Exactly the lines from the line with "Target phrase = raised arm" through the final line of the records below, both ends included, are to be set down. Do not include pictures.

(Stored data entries)
[Start of Attachment]

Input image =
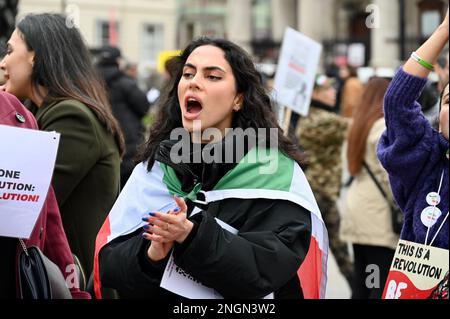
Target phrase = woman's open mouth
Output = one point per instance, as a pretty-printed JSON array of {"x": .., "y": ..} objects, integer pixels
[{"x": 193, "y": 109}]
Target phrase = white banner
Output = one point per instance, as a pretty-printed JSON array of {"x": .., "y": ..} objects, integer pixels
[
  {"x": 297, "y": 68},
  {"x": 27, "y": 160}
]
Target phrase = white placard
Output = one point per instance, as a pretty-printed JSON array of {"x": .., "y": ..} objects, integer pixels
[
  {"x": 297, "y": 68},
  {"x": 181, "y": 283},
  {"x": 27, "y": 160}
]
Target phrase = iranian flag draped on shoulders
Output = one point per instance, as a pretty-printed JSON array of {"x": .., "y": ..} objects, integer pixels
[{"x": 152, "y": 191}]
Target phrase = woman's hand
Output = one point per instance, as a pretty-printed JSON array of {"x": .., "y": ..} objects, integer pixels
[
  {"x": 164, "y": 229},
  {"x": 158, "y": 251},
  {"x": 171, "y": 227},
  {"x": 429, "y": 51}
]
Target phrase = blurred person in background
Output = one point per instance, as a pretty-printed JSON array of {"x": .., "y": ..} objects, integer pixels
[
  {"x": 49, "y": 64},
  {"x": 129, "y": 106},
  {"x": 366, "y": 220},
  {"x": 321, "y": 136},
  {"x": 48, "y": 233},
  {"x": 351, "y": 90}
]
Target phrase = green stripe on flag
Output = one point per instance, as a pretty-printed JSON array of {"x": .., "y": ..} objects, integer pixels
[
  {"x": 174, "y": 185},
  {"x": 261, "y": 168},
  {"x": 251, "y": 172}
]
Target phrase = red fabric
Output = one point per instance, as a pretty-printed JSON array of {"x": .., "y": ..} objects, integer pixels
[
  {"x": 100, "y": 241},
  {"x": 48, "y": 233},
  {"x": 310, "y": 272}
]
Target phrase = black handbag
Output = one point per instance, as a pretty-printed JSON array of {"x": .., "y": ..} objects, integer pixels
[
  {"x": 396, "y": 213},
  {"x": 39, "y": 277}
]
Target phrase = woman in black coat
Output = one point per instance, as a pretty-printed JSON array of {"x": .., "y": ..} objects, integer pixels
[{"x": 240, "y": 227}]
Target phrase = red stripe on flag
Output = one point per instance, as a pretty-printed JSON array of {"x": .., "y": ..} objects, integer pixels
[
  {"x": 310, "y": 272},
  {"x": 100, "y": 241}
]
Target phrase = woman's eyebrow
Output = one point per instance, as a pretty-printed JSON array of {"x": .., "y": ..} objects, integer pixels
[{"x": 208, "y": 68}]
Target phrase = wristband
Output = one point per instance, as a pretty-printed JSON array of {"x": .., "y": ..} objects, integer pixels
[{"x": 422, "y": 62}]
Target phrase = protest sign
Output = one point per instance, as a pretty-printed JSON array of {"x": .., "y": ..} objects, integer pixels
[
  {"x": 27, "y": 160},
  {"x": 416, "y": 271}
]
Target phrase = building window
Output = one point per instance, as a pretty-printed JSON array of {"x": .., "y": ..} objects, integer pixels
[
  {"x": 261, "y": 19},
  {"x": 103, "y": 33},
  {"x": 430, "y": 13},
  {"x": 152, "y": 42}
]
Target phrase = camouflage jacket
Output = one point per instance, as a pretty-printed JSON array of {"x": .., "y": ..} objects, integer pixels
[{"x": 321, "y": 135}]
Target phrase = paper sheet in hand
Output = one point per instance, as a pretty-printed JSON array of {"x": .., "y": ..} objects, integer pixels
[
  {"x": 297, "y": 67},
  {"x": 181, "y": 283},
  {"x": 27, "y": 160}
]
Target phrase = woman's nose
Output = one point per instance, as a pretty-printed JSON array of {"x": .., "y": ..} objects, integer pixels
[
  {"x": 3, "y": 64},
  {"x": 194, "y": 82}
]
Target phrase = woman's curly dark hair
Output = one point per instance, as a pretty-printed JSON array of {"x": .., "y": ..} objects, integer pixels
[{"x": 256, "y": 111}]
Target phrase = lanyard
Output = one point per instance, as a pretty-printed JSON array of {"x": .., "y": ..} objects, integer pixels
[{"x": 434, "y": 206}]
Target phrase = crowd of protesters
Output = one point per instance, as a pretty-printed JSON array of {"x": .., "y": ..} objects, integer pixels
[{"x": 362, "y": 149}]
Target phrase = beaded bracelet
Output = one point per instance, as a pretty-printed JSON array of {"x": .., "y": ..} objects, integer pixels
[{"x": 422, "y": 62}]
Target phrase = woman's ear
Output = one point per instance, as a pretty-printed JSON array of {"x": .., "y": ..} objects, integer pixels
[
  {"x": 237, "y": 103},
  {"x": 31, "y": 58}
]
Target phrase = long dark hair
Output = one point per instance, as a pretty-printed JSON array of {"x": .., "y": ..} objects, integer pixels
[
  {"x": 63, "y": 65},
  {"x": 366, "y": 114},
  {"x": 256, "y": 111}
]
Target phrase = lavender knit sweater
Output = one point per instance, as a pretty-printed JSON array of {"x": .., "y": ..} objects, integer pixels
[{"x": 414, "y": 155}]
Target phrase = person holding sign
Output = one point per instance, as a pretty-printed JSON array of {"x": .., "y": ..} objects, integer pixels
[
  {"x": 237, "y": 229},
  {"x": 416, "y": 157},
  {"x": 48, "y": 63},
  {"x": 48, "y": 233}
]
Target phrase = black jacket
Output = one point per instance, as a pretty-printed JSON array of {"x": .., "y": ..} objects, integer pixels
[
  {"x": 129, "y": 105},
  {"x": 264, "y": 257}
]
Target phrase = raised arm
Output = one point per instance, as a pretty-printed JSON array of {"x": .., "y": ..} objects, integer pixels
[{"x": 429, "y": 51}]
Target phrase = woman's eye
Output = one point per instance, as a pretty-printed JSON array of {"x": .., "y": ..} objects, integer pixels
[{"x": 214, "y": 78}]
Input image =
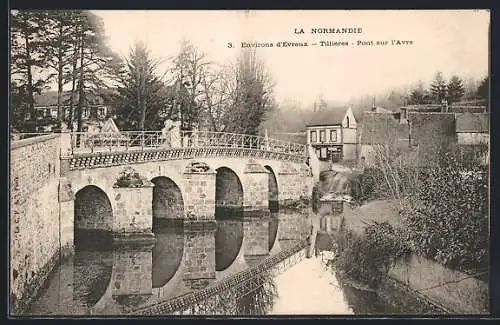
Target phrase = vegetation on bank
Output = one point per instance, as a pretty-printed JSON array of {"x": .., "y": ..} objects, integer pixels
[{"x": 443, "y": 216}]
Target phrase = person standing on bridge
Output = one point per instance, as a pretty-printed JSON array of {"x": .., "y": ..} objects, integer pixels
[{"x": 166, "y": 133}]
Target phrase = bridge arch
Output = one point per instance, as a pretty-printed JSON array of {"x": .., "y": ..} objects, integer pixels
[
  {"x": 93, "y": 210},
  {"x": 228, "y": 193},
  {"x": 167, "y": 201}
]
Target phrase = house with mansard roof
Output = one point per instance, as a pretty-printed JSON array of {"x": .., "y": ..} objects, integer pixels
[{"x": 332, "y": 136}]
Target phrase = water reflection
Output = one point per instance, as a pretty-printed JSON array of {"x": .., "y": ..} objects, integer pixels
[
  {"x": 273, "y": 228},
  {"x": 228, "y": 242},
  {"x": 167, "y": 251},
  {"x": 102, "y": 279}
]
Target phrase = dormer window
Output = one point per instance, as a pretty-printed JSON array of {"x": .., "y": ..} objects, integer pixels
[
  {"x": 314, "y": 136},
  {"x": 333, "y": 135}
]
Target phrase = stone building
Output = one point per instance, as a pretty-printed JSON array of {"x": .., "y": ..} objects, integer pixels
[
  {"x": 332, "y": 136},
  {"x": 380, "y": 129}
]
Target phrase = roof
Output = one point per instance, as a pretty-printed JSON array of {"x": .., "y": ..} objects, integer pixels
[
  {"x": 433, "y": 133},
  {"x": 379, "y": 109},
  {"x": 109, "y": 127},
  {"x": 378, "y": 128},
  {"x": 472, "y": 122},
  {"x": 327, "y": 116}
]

[End of Attachment]

◆ **RESPONSE**:
Target phrase = raised arm
Output = one point per instance, as a pretty-printed JSON array of {"x": .., "y": ..} objects, integer pixels
[{"x": 429, "y": 51}]
Target phrase = woman's eye
Output = one point per instance, as a pretty-printed JSON array of {"x": .., "y": ..} objects, integer pixels
[{"x": 214, "y": 78}]
Input image =
Target phrase = vegetation on bank
Output = one point per instance, as a pretty-printed JSON array of {"x": .., "y": ..} objects, integer pixels
[{"x": 443, "y": 216}]
Target phrase = person standing on bridge
Output = one point per instance, as a pretty-printed JSON array of {"x": .., "y": ..} objects, integer pixels
[{"x": 166, "y": 133}]
Target phrase = bridge arch
Output = one point per instance, as a pretty-printed JSON array of {"x": .., "y": ..} objects, integer pixels
[
  {"x": 93, "y": 210},
  {"x": 228, "y": 193},
  {"x": 167, "y": 201}
]
Target phrase = house with mansard roof
Output = one point per instance, as a pretty-printed JSON array of {"x": .., "y": ..} objects, integer pixels
[{"x": 332, "y": 136}]
Target phrase = water reflection
Output = one point per instance, as a pretty-printed JSON array of {"x": .., "y": ..} objects, integer pixels
[
  {"x": 273, "y": 228},
  {"x": 228, "y": 242},
  {"x": 167, "y": 251},
  {"x": 102, "y": 279}
]
Target phrase = dormer window
Output = one point per instance, as a pretty-printed JSON array of {"x": .., "y": ..} objects, integer pixels
[
  {"x": 314, "y": 136},
  {"x": 333, "y": 135}
]
Target phrase = stone building
Output = one point per instance, as a pretty-printed JSON array of {"x": .., "y": ..} objects, integer pixels
[
  {"x": 332, "y": 136},
  {"x": 380, "y": 129}
]
Target phrase = roof
Output = one point per instance, as a pretty-printed JSON array of {"x": .., "y": ..} objects, integer pixels
[
  {"x": 433, "y": 133},
  {"x": 379, "y": 109},
  {"x": 109, "y": 127},
  {"x": 378, "y": 128},
  {"x": 472, "y": 122},
  {"x": 327, "y": 116}
]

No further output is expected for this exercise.